Return, without pictures, the lines from the start of the data through the one that contains "positive clicks: (165, 247) (1126, 139)".
--- Supplied records Enclosed Below ---
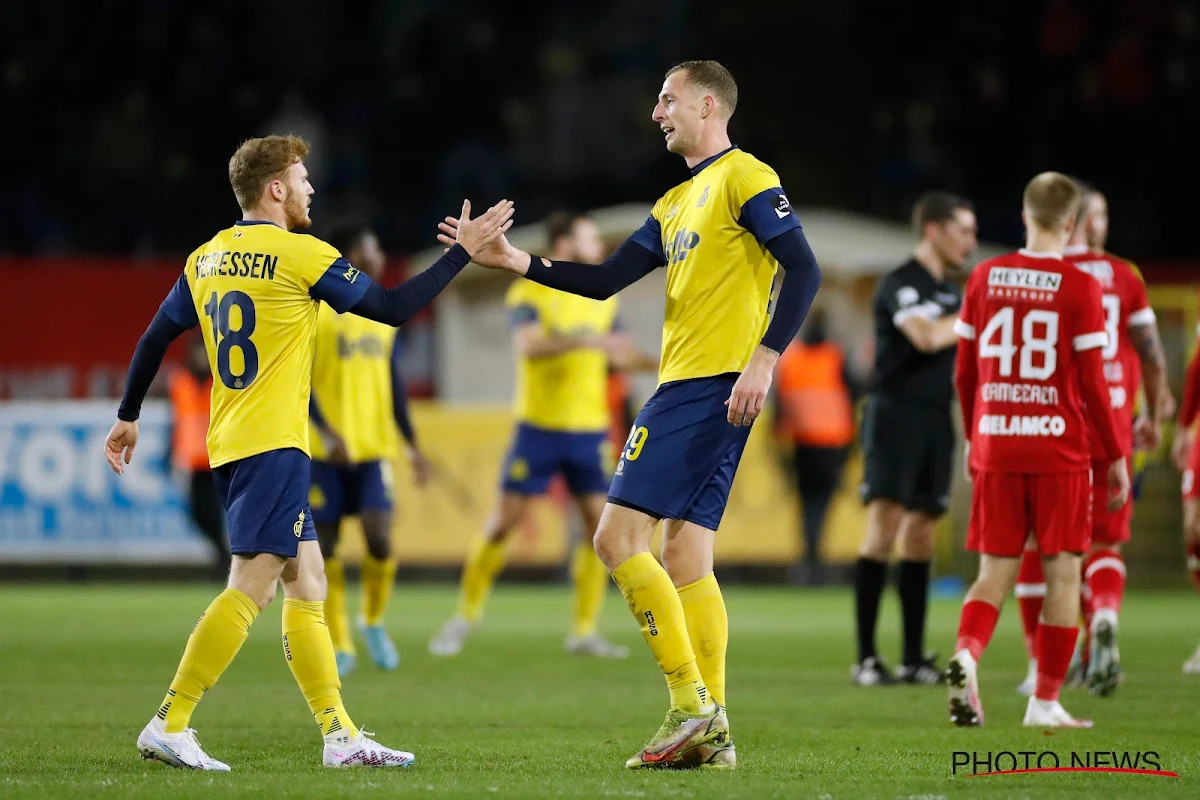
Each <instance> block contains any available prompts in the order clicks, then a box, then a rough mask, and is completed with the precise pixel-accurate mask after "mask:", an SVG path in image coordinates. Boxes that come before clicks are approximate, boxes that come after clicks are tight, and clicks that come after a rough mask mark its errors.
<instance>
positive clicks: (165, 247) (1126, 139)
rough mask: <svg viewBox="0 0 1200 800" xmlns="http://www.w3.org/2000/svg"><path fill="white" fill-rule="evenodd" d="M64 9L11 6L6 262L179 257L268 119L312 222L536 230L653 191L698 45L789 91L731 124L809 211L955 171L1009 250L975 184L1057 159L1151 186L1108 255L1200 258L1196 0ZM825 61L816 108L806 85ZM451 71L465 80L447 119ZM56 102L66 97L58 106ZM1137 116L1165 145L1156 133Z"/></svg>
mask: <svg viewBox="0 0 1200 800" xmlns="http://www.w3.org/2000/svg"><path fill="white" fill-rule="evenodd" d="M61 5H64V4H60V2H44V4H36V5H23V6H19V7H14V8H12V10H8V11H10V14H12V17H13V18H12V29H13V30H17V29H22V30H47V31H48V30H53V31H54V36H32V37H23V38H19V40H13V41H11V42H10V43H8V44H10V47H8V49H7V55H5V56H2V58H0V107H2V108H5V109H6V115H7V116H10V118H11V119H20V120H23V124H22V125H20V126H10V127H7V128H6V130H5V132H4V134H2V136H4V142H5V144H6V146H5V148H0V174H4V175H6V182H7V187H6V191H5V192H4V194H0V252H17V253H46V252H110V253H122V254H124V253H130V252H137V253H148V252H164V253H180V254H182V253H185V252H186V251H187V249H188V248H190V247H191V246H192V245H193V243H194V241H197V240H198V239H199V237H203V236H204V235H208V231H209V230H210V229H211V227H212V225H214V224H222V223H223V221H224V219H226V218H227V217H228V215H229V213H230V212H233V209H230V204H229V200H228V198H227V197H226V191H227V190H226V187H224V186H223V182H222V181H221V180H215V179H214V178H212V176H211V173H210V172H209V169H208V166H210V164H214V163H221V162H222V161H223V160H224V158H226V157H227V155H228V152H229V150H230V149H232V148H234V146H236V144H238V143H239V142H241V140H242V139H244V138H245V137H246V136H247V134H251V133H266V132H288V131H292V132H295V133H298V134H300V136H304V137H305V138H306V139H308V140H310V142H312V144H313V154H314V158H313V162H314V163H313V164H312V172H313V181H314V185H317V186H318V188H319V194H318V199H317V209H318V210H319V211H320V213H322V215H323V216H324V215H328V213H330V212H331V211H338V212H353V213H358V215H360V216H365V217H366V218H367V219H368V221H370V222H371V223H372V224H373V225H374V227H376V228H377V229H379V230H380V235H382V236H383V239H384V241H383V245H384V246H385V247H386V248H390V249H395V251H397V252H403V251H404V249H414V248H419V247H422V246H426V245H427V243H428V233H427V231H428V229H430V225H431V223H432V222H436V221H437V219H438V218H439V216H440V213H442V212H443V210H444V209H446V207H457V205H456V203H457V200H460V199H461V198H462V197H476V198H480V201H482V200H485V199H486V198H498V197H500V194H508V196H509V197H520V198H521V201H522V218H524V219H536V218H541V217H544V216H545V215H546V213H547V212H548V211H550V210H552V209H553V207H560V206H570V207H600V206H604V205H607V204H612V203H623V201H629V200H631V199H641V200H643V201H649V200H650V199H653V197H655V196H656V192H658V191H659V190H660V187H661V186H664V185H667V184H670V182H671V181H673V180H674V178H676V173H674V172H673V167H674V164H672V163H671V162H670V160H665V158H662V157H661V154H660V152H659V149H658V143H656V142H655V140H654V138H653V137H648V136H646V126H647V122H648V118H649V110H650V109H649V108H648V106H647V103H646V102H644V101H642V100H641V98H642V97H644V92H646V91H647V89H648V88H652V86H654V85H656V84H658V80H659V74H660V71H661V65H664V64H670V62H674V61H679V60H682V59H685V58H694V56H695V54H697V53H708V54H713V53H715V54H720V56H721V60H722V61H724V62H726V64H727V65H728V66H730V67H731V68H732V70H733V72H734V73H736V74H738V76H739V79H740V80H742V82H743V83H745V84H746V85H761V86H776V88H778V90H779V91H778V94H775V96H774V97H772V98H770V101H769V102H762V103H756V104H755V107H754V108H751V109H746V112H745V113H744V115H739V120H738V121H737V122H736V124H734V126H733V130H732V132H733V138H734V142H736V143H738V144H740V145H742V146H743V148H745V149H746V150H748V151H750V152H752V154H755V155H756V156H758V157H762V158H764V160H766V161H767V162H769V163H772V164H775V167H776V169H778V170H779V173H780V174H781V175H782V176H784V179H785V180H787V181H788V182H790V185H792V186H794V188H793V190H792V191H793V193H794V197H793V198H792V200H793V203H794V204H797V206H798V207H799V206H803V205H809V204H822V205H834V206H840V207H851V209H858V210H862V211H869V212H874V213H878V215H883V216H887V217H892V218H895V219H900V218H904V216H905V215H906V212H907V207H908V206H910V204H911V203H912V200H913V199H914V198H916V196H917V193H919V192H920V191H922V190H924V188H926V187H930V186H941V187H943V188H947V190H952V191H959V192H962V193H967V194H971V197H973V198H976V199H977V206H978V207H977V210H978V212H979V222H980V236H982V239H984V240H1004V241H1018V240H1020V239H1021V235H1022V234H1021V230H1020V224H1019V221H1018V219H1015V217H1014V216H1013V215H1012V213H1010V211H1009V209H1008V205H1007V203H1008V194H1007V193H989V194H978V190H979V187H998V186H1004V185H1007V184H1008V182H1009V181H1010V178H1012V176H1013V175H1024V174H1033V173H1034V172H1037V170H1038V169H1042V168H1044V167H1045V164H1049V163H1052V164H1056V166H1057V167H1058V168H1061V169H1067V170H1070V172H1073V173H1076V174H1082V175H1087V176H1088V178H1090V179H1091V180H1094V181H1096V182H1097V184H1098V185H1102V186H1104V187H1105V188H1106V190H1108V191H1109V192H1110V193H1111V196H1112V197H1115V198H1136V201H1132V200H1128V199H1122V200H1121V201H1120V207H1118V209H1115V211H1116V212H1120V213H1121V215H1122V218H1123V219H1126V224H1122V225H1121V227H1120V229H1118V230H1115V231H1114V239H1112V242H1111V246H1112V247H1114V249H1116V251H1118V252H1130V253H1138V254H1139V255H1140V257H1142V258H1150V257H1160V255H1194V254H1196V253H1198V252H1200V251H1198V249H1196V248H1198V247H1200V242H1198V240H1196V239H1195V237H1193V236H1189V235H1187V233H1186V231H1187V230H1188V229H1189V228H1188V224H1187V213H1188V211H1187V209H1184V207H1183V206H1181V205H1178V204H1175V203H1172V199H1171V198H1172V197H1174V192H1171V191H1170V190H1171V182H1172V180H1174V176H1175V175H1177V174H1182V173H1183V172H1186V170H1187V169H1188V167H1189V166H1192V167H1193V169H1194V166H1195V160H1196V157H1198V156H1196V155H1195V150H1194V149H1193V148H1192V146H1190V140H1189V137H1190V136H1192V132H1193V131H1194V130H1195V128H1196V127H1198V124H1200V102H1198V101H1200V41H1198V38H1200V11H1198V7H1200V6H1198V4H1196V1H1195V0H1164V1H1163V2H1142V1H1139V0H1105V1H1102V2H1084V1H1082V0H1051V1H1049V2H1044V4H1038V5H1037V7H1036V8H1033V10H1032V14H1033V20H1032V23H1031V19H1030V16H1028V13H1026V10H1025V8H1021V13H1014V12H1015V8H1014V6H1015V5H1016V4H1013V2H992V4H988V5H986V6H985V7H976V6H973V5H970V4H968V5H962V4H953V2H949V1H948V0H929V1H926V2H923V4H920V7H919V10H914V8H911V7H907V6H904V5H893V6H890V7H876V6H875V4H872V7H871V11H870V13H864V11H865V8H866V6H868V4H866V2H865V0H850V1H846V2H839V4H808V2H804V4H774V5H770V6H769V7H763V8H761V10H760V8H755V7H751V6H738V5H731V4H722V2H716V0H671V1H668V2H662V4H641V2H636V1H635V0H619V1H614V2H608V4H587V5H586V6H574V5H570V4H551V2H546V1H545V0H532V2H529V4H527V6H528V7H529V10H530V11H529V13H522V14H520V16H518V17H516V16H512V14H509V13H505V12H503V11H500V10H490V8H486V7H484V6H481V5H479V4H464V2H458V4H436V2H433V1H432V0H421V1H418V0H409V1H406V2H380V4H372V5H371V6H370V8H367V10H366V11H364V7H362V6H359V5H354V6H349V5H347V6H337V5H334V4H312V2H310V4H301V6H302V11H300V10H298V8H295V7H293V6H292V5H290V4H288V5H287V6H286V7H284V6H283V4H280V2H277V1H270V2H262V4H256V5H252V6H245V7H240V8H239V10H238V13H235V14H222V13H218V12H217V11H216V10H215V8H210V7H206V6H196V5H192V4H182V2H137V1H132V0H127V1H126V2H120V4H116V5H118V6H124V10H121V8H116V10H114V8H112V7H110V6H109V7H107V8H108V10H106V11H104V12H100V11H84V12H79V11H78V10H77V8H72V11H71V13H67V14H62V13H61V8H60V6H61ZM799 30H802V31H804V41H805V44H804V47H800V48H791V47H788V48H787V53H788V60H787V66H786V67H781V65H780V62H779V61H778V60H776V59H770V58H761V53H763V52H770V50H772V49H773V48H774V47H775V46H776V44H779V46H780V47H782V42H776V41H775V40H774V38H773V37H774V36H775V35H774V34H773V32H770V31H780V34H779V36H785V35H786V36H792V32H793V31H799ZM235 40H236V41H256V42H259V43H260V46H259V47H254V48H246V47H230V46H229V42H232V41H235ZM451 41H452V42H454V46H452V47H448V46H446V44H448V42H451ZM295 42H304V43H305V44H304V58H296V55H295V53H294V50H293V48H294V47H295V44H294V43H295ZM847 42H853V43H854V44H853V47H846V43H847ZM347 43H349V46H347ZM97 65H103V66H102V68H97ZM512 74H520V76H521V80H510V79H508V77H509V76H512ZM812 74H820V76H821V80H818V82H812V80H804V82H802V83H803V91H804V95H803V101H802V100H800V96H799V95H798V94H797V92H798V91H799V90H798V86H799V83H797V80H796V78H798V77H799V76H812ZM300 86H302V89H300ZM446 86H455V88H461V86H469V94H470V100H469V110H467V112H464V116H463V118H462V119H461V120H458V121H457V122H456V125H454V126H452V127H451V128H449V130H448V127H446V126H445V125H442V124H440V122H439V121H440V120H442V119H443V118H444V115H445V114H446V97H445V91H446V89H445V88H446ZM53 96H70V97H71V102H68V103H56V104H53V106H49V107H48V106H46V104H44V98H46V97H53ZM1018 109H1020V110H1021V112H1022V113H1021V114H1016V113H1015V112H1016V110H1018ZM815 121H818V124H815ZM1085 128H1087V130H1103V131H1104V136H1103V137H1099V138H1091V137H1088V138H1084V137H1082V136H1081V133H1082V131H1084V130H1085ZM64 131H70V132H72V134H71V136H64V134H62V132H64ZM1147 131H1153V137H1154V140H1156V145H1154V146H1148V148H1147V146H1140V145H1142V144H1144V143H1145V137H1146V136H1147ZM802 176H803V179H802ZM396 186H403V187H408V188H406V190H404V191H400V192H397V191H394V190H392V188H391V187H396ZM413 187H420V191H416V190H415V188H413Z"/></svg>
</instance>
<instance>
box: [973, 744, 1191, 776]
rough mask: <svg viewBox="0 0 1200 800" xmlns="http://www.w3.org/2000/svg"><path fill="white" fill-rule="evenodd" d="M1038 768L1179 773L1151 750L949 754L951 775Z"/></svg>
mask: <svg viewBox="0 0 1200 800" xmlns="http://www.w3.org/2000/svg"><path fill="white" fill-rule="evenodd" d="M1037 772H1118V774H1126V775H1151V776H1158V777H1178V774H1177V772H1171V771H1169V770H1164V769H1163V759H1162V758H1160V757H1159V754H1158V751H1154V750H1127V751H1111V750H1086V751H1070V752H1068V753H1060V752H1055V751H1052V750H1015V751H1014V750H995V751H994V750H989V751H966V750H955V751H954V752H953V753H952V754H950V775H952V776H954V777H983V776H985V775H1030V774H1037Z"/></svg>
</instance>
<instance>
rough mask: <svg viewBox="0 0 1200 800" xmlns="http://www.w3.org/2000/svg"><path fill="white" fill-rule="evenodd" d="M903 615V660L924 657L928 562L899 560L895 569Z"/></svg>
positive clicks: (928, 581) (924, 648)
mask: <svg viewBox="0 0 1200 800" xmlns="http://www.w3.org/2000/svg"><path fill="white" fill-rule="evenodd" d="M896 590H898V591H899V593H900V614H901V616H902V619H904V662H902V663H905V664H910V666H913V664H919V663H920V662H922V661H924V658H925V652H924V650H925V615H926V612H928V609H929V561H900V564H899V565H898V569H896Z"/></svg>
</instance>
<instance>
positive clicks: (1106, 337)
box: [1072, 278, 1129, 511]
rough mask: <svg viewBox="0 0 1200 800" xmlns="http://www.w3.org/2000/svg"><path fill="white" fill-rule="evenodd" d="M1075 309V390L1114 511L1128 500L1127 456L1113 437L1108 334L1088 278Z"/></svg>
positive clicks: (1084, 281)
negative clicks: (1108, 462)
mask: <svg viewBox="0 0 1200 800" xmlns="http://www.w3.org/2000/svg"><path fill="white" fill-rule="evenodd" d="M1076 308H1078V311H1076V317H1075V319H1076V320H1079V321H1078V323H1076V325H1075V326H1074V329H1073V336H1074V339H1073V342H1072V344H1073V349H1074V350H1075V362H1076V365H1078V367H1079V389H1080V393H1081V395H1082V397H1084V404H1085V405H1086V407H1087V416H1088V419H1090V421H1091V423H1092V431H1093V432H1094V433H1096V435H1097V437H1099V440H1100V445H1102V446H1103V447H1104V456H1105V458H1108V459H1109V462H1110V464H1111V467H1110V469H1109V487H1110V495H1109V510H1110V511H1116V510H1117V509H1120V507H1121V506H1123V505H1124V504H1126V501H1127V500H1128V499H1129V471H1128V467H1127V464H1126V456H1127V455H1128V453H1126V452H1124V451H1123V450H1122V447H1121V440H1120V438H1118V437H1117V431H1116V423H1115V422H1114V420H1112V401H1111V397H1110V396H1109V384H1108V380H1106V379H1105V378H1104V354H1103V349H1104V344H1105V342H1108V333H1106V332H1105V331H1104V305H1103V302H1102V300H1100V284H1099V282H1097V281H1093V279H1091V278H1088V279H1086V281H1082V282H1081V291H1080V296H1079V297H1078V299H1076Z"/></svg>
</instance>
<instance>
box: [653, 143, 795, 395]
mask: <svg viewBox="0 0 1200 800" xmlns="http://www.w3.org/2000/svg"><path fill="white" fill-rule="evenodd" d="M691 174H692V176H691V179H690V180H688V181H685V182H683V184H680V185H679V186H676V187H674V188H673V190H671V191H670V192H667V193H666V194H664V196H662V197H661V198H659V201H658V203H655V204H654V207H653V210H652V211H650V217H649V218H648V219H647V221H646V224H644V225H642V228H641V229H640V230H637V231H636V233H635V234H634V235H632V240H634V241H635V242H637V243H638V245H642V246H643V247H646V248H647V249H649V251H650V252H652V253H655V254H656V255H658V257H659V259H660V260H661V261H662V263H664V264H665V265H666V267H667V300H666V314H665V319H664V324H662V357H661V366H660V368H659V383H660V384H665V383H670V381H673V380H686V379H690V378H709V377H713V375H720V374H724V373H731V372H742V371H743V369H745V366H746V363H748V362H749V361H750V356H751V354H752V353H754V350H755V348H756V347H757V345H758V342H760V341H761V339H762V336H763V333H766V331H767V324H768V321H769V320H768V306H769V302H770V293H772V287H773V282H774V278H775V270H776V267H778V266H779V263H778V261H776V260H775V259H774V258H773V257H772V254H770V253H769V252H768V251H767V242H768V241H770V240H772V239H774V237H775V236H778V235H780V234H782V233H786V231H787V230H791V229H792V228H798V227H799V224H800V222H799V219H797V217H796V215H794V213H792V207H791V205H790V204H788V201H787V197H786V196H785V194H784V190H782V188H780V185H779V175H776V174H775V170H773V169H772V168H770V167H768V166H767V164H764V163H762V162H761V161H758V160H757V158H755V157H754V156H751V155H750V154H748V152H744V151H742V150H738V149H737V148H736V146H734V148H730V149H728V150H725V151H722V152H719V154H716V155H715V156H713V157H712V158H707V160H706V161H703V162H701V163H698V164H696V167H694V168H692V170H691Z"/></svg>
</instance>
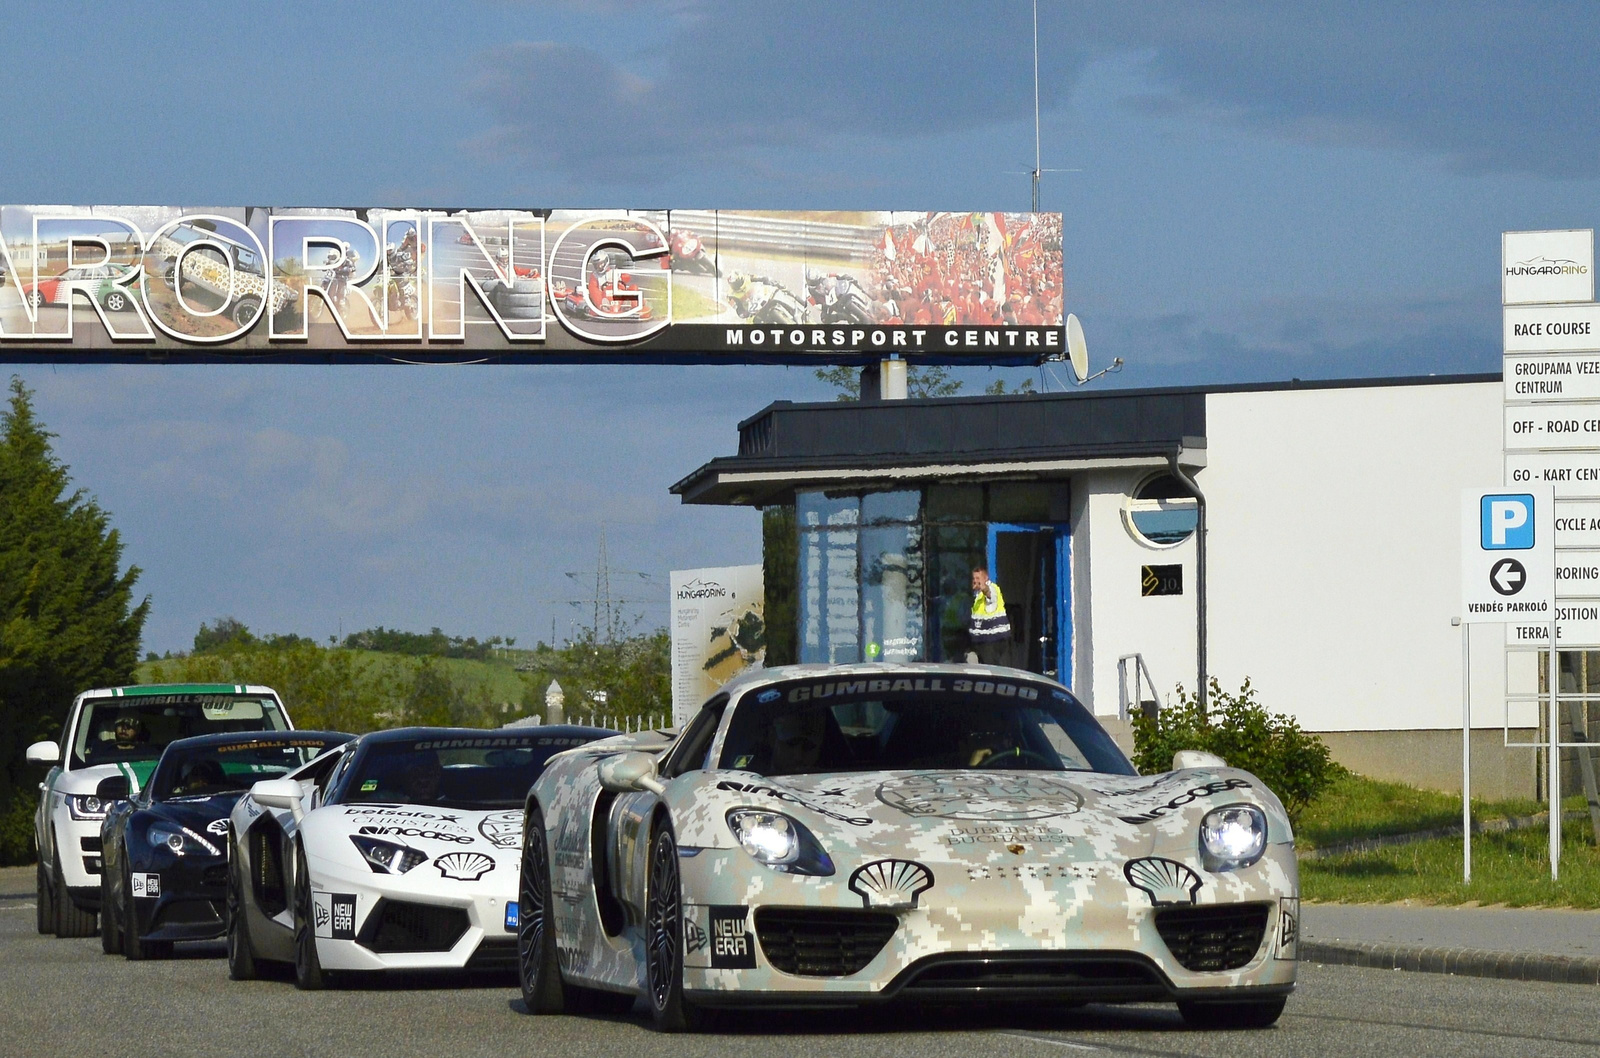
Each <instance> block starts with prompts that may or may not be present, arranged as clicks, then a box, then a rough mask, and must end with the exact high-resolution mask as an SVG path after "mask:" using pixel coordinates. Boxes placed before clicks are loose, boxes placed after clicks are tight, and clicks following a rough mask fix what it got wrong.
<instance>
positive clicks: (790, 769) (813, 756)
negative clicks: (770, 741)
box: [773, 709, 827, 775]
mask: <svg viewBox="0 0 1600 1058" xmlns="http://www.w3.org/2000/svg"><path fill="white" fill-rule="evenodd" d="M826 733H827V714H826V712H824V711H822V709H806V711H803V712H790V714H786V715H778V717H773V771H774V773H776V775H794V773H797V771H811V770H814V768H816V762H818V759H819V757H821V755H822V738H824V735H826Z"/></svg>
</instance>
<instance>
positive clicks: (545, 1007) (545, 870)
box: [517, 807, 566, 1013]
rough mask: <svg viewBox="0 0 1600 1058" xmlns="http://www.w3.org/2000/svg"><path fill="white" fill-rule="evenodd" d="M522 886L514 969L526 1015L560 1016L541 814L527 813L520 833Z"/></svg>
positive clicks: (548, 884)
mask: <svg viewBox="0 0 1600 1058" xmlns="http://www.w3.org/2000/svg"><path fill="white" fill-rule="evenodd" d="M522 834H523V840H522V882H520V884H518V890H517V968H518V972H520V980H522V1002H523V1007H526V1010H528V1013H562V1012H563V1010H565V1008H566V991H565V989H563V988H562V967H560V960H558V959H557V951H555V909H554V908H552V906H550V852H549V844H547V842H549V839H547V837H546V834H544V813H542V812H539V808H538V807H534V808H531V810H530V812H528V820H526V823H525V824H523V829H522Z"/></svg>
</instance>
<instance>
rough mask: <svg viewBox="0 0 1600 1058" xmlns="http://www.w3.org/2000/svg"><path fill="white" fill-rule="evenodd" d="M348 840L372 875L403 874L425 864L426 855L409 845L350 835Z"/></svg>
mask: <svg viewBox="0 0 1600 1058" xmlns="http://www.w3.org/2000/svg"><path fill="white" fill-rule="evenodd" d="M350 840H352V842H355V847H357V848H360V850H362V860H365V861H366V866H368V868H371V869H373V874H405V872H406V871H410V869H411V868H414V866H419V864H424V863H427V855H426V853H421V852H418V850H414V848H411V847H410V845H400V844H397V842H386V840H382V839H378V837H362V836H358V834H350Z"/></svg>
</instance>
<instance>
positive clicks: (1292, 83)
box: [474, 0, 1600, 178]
--- End of Enclosed Supplied records ---
### Expected output:
Each <instance> block contains any available prompts in the order clicks, then a box, then a rough mask, and is completed with the precise pixel-accurate mask after "mask:", an SVG path in image coordinates. Boxes that come before clicks are approximate, boxes that come after clicks are tight, and clicks that come after a rough mask mark its errors.
<instance>
positive clicks: (165, 247) (1126, 139)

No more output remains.